> _What is expected_: Could you write out all of the rows below again with every "instance" switched to "occurrence", leaving everything else unchanged and omitting the pictures?

> _Extracted material_:
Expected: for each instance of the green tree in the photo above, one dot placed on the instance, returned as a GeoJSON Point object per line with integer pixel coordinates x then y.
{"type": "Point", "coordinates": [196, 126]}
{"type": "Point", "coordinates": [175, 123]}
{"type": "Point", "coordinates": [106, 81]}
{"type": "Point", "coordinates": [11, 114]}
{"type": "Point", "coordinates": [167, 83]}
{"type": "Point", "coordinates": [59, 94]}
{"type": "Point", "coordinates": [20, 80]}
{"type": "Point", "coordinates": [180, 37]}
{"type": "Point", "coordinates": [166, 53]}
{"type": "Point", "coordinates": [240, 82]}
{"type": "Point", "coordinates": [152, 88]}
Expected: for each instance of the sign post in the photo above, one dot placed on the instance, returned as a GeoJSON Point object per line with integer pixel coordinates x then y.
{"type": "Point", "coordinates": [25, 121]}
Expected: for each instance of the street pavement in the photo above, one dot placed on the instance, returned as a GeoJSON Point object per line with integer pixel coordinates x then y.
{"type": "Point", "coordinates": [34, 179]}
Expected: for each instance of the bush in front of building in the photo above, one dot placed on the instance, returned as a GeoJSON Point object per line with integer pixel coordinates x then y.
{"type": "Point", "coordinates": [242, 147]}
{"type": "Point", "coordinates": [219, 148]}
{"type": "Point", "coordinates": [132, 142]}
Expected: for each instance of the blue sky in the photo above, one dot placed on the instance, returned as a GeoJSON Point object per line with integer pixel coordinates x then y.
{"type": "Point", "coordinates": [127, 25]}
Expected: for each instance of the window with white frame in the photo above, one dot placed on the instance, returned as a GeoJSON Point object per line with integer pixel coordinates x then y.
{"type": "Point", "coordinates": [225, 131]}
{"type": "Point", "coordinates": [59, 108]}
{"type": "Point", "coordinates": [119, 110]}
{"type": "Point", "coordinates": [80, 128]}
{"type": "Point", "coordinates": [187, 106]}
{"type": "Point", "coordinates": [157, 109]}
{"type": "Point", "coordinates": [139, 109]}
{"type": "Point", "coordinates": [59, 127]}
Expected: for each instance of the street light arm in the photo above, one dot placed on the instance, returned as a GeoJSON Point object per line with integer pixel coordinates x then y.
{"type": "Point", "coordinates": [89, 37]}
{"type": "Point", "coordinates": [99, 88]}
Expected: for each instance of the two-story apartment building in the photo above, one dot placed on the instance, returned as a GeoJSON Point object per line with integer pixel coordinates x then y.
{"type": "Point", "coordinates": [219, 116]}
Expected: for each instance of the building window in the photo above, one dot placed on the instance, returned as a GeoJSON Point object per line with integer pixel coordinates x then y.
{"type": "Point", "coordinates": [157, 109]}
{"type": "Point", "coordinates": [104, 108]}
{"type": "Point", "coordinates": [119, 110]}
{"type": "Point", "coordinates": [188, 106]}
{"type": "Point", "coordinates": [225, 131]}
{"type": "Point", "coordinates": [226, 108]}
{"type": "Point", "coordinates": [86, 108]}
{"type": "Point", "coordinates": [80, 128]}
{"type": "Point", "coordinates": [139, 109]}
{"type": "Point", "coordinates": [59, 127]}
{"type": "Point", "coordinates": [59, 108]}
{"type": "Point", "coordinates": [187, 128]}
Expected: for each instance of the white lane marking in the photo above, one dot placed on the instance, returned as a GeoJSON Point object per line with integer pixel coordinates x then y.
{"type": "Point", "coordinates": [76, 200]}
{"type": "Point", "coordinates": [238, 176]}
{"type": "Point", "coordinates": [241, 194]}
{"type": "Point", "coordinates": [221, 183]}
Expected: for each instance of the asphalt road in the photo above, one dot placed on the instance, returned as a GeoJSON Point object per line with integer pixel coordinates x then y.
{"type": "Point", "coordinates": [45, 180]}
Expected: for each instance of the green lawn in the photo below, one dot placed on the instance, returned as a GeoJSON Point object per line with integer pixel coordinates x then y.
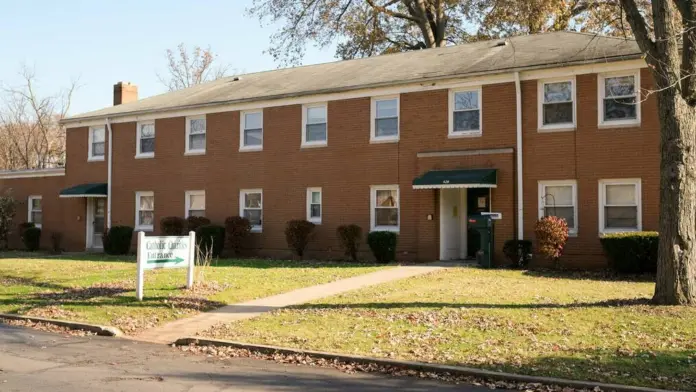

> _Final result_:
Expected: for each occurrence of the green tree in the photo above, one dot placed on the occurrence, returned as a GeoJSON Point object per line with integer pixel coordinates x then y.
{"type": "Point", "coordinates": [196, 126]}
{"type": "Point", "coordinates": [175, 123]}
{"type": "Point", "coordinates": [106, 81]}
{"type": "Point", "coordinates": [11, 114]}
{"type": "Point", "coordinates": [167, 83]}
{"type": "Point", "coordinates": [59, 94]}
{"type": "Point", "coordinates": [20, 80]}
{"type": "Point", "coordinates": [180, 37]}
{"type": "Point", "coordinates": [166, 53]}
{"type": "Point", "coordinates": [240, 82]}
{"type": "Point", "coordinates": [152, 88]}
Expected: for each occurrence of the sign post in the photo above, one dot placed on the occurrence, returned as a GeoJSON Point object per line with integer pixel coordinates x then y.
{"type": "Point", "coordinates": [25, 121]}
Expected: for each occurrence of the street pavement in the photo above, one dot placed on the occurrence, returned as a GeoJSON Point object per line with integer pixel coordinates x then y.
{"type": "Point", "coordinates": [34, 179]}
Expected: for each occurrence of the bush in front of building in the photo above, one dot placed on the occurrence, returned as a GeoJSON Point object per line with integer pixel coordinates x then y.
{"type": "Point", "coordinates": [242, 147]}
{"type": "Point", "coordinates": [219, 148]}
{"type": "Point", "coordinates": [132, 142]}
Expected: for each occurrence of the blue sky in the photo above, one dot placed on the occurrence, returned as a GeoJSON Point object per line with integer pixel coordinates x then y.
{"type": "Point", "coordinates": [127, 25]}
Expected: for each occurrence of the window with white frame in the photo above, one dot placed on the occurrence, returned as a GeoJSON Point object per line with integer pixel coordinates x then y.
{"type": "Point", "coordinates": [225, 131]}
{"type": "Point", "coordinates": [59, 108]}
{"type": "Point", "coordinates": [119, 110]}
{"type": "Point", "coordinates": [80, 128]}
{"type": "Point", "coordinates": [187, 106]}
{"type": "Point", "coordinates": [157, 109]}
{"type": "Point", "coordinates": [139, 109]}
{"type": "Point", "coordinates": [59, 127]}
Expected: for each occurrence of the street light arm in the photo above, one dot placed on the occurrence, returned as a GeoJSON Point object per line with integer pixel coordinates x then y.
{"type": "Point", "coordinates": [89, 37]}
{"type": "Point", "coordinates": [99, 88]}
Expected: for each occurrence of the two-story apartment building in the photo above, one dot placed on the occurrence, returned as a GeoJSON Point object per line with integer pixel coordinates x then y.
{"type": "Point", "coordinates": [219, 116]}
Expected: for each occurrence of the building window in the photo above, one dot placed on the occurrence, returned as a GeoJSON Point object per line with integer pixel coordinates x then y.
{"type": "Point", "coordinates": [157, 109]}
{"type": "Point", "coordinates": [104, 108]}
{"type": "Point", "coordinates": [119, 110]}
{"type": "Point", "coordinates": [188, 106]}
{"type": "Point", "coordinates": [225, 131]}
{"type": "Point", "coordinates": [226, 108]}
{"type": "Point", "coordinates": [86, 108]}
{"type": "Point", "coordinates": [80, 128]}
{"type": "Point", "coordinates": [139, 109]}
{"type": "Point", "coordinates": [59, 127]}
{"type": "Point", "coordinates": [59, 108]}
{"type": "Point", "coordinates": [187, 128]}
Expected: for each occurrence of the white lane marking in the photo above, one dot placed on the occurrence, returned as a GeoJSON Point object per line with integer pixel coordinates x then y.
{"type": "Point", "coordinates": [76, 200]}
{"type": "Point", "coordinates": [238, 176]}
{"type": "Point", "coordinates": [241, 194]}
{"type": "Point", "coordinates": [221, 183]}
Expected: for each occurrence of the asphalt road in the photo above, one dot placed on the occurrence, returned as a GeoJSON Point object per line with integer pixel coordinates x then y.
{"type": "Point", "coordinates": [45, 180]}
Expected: for each occurrence of the green lawn in the photo below, one dot placed on the occurrence, returned as a GeoJSON Point object per line with integer pixel coordinates x then y.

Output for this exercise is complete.